__Supplied records__:
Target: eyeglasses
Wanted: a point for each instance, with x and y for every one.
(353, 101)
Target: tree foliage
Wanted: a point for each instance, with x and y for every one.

__Your task__:
Duplicate every line of the listing above, character for character.

__Correct output__:
Target: eyeglasses
Wanted: a point for each instance, with x and y for every one.
(353, 101)
Target: tree foliage
Wanted: a point for each instance, with x and y for every one.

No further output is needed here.